#### [Exercise brief]
Pick up the passage below about Sundstrom's views on interracial intimacy and race in America, and write what comes next after its final sentence.

#### [Text under study]
^^^^

In the midst of all of the many aspects of invidious racial and ethnic oppressions that have been devised and practiced across the history of the United States, the aspect most sensitive and productive of the most grotesque violence has been that having to do with the most intimate and consequential of human involvements: intimate relations, intimate sexual relations especially, between persons of different and differently ranked racial groups. These are subjects, Sundstrom argues, that have been systematically avoided by contemporary thinkers who wrestle with race matters. He would have us stop avoiding the subject, not least because of the foundational importance of intimate relations for the formation and continuation of polities. Without such relationships, there can be no polities. There can be no resolution of our racial and ethnic difficulties without being forthright about intimate and sexual interracial matters. These, argues Sundstrom, must not be relegated to the realm of privacy and thus put off limits to philosophers and theorists of the social and political. Moreover, he would not have these matters be wedded to the "browning of America" as their presumed resolution, as Frederick Douglass had hoped out of anguished alienation and desperation. Chapter four, "Interracial Intimacies: Racism and the Political Romance of the Browning of America" is required reading for us all, if social justice is not to be evaded.

^^^^

#### [Supplied information]
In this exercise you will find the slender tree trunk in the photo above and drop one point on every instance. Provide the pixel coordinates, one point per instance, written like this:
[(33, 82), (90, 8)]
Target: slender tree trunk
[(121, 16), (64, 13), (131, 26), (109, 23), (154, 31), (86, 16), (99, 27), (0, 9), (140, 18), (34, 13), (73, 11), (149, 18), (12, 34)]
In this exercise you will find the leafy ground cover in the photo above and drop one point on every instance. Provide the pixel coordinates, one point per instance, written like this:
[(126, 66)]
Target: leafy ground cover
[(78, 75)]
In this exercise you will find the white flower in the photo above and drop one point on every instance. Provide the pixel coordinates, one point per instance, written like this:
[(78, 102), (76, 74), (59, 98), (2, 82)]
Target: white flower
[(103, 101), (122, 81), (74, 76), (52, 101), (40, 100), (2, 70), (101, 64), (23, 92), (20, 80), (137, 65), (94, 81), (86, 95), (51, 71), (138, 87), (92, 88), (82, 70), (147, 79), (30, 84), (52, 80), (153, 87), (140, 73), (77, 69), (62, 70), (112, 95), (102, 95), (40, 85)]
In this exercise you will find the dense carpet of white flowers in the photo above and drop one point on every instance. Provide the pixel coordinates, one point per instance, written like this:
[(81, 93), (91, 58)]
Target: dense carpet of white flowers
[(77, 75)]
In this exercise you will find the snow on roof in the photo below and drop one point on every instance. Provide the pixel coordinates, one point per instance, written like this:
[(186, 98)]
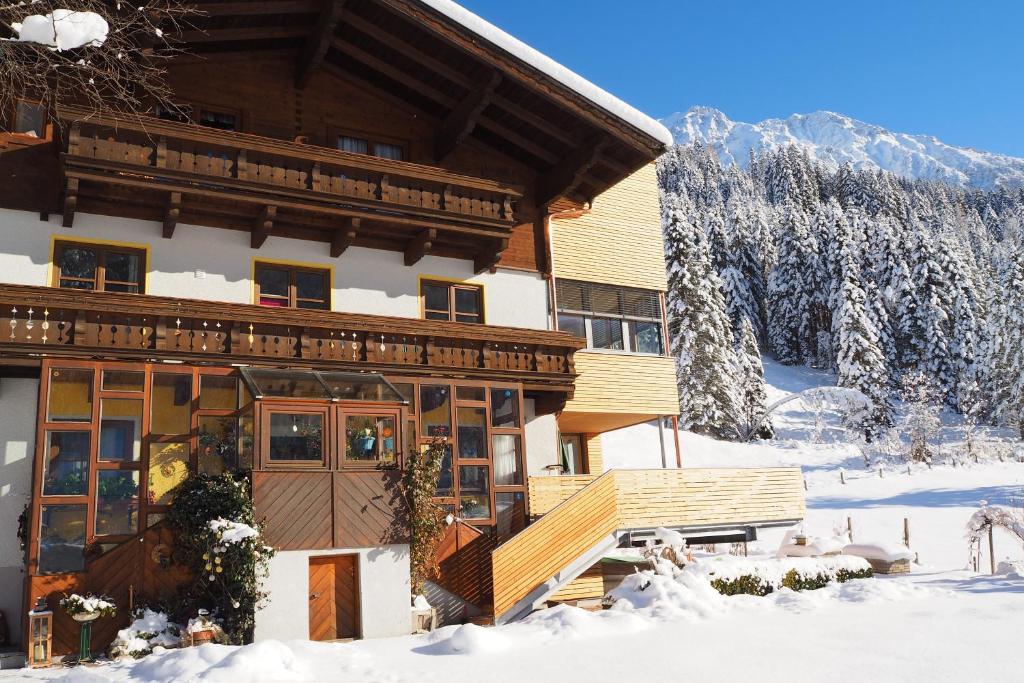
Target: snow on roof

^^^^

#### [Final answer]
So, too, chapter 5, "Responsible Multiracial Politics". Here the reader will experience, as well as come to understand, the personal existential weight and philosophical significance for Sundstrom of political endeavours for persons whose identities are neither easily nor accurately given fulfilling, coherent, authentic, and healthy articulation and lived-experience if forced into a seemingly singular, unitary, and thus supposedly harmonious racial designation. Persons who are descendants of multiracial, multiethnic unions -- even when the races and ethnic groups are understood as social, rather than biological, constructs -- need the terms and concepts by which they can identify, identify with, and live their important various heritages, by which they can, in all appropriate instances, 'remember their grandmothers'. Needed, too, are modes of politics that sanction and nurture this important existential work as another crucial aspect of multiracial, multiethnic democratic polities, modes of politics by which persons of complex identities can be made ready for and welcomed to shared and responsible political life. Social justice without evasion …

Sundstrom offers his own conclusions to his chapter-focused discussions of the various issues being brought to the fore by the "browning" of the United States. I urge readers to consider his final offerings, but to be persuaded to them, or not, only after a careful and considerate reading of the entire book. For whether or not one is persuaded by Sundstrom, I am confident that the considerate reader will be better informed by the experience, more thoughtful about her or his own convictions regarding the matters he addresses, and better enabled to assist with avoiding the evasion of social justice.